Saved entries
==============================

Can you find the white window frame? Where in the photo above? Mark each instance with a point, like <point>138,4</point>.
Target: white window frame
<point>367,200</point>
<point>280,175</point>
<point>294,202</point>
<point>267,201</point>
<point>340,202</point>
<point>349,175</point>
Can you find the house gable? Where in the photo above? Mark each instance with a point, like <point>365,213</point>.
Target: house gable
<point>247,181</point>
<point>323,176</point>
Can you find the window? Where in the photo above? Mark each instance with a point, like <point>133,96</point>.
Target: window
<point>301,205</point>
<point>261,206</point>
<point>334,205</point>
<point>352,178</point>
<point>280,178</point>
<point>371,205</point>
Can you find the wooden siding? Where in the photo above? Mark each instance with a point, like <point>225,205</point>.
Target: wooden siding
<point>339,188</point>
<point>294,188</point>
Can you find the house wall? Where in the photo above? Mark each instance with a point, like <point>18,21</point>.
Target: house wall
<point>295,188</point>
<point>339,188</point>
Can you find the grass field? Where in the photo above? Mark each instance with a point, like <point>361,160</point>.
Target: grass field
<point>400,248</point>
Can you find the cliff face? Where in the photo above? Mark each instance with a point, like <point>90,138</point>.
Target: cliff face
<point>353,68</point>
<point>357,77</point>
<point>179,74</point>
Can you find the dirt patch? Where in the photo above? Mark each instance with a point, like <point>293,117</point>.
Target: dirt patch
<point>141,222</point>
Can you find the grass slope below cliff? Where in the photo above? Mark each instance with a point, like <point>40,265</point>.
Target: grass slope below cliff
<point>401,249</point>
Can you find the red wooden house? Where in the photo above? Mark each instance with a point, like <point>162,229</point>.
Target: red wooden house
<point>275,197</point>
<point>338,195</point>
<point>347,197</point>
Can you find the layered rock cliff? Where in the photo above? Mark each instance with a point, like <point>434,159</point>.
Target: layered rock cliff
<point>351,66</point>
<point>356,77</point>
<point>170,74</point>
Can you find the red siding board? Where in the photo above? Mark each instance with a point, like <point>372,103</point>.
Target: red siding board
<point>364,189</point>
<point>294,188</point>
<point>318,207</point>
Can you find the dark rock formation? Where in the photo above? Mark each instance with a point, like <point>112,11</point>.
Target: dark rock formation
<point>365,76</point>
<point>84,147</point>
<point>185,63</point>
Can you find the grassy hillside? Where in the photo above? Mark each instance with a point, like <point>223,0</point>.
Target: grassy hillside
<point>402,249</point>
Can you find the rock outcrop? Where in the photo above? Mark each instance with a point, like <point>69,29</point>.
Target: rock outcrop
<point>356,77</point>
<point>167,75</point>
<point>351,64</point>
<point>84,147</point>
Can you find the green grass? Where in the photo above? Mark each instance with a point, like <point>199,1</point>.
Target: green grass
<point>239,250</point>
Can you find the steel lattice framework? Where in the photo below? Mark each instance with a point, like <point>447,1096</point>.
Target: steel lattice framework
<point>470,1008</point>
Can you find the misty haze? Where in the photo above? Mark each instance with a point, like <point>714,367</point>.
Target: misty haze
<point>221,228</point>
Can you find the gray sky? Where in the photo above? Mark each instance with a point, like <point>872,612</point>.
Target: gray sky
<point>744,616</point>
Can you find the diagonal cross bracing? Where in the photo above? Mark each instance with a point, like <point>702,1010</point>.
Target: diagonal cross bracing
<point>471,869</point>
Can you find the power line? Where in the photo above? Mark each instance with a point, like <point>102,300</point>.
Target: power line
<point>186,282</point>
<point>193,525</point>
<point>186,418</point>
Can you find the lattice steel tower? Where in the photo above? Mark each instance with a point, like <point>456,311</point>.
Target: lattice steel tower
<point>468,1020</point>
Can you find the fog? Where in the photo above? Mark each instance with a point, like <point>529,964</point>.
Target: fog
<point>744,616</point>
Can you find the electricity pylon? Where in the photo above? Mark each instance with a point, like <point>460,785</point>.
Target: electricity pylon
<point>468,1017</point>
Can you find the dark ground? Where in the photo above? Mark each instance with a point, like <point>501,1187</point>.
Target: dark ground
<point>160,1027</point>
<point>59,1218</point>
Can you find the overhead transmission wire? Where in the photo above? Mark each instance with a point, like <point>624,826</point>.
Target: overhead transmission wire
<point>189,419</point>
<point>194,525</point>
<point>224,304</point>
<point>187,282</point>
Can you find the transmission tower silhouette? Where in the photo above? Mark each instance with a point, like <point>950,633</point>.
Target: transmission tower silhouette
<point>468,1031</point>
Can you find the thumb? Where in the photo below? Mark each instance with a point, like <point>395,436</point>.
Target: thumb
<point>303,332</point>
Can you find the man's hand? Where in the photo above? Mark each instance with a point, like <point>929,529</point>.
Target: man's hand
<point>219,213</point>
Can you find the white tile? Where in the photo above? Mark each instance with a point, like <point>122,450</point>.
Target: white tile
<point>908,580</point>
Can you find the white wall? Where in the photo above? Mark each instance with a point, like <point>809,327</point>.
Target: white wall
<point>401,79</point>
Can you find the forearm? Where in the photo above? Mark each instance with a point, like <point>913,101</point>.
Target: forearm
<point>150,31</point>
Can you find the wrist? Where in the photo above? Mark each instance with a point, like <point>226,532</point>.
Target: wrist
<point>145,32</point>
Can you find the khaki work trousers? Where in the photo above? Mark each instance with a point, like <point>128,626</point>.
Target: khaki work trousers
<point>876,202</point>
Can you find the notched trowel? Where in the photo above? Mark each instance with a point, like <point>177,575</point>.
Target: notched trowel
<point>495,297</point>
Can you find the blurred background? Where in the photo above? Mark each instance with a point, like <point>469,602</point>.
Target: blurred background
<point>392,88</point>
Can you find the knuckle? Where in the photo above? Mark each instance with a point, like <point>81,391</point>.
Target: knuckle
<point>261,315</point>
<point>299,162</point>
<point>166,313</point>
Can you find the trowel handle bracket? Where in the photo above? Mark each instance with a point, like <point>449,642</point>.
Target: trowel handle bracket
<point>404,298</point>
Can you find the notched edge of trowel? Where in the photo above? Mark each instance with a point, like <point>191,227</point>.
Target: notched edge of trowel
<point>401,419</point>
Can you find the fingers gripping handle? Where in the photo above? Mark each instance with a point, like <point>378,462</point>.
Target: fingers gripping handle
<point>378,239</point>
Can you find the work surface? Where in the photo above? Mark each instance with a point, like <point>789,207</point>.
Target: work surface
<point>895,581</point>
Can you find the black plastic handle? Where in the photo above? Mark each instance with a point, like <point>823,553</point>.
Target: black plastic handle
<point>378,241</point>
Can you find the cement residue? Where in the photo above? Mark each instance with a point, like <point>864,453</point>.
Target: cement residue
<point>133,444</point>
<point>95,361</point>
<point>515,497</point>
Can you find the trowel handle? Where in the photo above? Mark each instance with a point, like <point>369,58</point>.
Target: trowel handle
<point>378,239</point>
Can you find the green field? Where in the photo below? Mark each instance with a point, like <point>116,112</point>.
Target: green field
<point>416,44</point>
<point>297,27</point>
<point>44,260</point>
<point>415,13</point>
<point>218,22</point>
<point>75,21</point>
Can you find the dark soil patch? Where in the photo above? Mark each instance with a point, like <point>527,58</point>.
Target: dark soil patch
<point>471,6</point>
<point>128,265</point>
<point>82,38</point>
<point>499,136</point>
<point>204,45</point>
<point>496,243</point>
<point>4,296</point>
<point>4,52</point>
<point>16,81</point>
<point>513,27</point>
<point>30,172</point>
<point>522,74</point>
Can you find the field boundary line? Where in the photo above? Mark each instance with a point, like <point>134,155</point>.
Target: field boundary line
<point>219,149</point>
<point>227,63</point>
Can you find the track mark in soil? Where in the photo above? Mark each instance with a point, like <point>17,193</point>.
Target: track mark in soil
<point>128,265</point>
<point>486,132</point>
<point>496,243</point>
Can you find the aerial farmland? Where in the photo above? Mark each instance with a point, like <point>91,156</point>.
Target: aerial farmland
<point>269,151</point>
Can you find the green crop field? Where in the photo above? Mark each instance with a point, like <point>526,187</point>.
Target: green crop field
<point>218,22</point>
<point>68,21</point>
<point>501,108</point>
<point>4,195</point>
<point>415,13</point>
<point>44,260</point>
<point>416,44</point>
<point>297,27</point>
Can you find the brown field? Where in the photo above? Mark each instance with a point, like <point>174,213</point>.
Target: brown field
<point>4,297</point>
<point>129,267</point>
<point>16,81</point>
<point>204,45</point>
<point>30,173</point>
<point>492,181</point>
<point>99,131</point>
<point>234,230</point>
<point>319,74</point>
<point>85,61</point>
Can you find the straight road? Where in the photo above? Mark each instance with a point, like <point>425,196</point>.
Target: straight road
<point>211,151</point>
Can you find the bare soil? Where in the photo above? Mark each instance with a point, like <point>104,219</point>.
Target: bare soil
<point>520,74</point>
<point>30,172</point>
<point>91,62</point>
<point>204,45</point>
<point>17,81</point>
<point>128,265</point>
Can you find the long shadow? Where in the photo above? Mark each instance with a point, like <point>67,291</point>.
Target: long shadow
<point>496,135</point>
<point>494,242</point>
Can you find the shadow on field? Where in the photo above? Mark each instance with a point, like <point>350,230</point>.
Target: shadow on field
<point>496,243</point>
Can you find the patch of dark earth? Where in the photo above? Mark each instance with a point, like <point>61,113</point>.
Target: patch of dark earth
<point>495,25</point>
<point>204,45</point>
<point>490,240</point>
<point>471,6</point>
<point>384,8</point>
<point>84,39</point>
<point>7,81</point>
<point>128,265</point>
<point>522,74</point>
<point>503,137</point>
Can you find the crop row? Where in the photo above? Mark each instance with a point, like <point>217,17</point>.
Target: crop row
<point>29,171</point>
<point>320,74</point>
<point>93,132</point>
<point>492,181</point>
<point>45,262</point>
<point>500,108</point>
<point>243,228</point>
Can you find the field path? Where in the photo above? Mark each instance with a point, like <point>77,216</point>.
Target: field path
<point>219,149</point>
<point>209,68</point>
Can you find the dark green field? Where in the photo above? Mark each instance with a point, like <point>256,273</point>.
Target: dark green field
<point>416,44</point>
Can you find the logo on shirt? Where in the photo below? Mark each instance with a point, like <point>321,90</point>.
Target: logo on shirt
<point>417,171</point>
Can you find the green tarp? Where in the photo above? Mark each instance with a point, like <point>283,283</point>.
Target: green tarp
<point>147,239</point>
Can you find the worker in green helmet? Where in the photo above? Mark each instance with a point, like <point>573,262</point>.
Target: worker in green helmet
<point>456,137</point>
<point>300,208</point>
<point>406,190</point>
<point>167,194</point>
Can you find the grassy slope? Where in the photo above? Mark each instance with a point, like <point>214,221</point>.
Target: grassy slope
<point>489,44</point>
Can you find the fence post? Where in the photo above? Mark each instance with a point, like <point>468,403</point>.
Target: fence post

==============================

EXERCISE AIM: Identify every line above with the string "fence" in it. Copy those lines.

TASK RESULT:
Can you find the fence post? Where in the photo above? Mark each instance with a point, like <point>468,403</point>.
Target: fence post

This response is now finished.